YOUR TASK ->
Exact reproduction of the data is required, with images excluded.

SUPPLIED INFORMATION ->
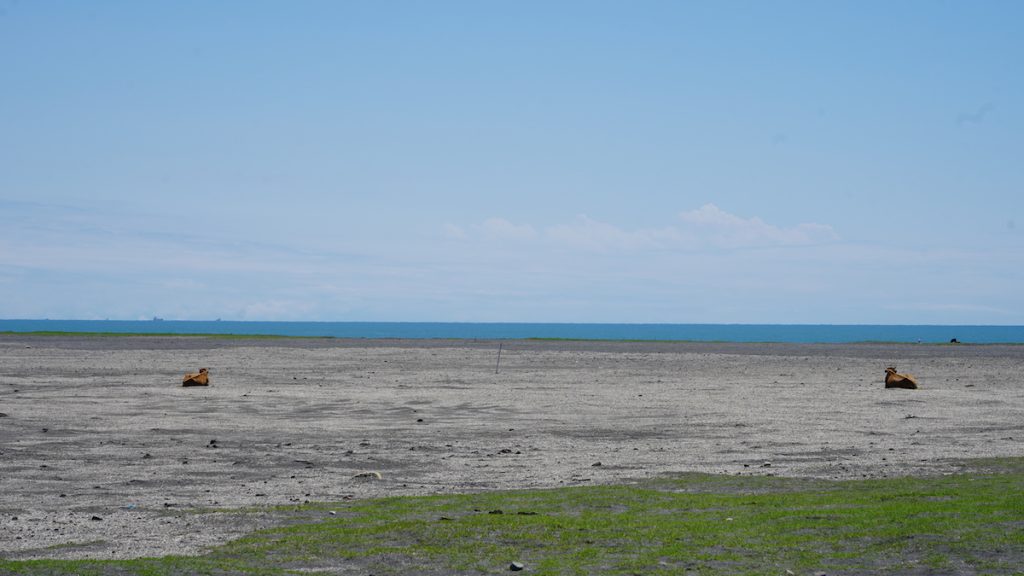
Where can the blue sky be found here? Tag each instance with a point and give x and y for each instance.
(733, 162)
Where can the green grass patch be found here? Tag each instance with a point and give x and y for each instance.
(971, 523)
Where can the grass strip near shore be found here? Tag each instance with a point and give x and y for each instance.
(154, 334)
(693, 524)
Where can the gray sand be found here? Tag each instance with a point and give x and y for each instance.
(101, 450)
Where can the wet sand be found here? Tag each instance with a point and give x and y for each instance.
(101, 450)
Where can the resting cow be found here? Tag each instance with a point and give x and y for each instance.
(894, 380)
(201, 378)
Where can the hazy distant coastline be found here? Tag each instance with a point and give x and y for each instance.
(793, 333)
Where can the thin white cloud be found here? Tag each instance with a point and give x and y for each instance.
(588, 234)
(720, 229)
(500, 229)
(706, 228)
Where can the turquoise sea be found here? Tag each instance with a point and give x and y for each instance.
(702, 332)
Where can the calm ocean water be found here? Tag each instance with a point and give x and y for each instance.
(705, 332)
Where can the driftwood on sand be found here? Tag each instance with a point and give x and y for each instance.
(896, 380)
(201, 378)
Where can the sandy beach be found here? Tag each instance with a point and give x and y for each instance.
(103, 454)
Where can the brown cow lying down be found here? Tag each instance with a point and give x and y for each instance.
(201, 378)
(894, 380)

ANSWER FOR THE TASK ->
Where can the blue sky be found here? Tag each instance with a point and give x and y for each instance.
(733, 162)
Where can the green grass patch be found here? Tag each instance with a point and give x and y for each instance.
(971, 523)
Where can the grass strip near shore be found here? Tag each instance with a point and give x and y for each instance.
(154, 334)
(693, 524)
Where can the gray sand be found here? Tag each instance with a point and give x and y for each instance.
(101, 450)
Where can the wet sand be found here? Tag each instance with a point and give x and y for each instance.
(101, 450)
Where can the resting cow be found here? Tag each instance with a point and give x and y for each instance.
(894, 380)
(201, 378)
Where can the hazy distant coastline be found here? Tag each instance with a point and give x and y for each instance.
(793, 333)
Where can the thin white cloud be found here? Tag each instance with a point and give x and y for each instance.
(588, 234)
(720, 229)
(500, 229)
(706, 228)
Where can the turquoise sea be found here? Tag each instance with a point and give x and y for each instance.
(702, 332)
Where can the calm ocean water be found here? Tag each instance with a point and give x and y for each instance.
(705, 332)
Where can the driftwood on sand be found here? Tag each instance with a point and give x and y for each instance.
(896, 380)
(201, 378)
Where can the sandy beach be found here? Tag each instance with a point and give x and y for each instance.
(103, 454)
Where can the brown cow lying down be found here? Tag each instance with a point and give x and y for each instance.
(201, 378)
(894, 380)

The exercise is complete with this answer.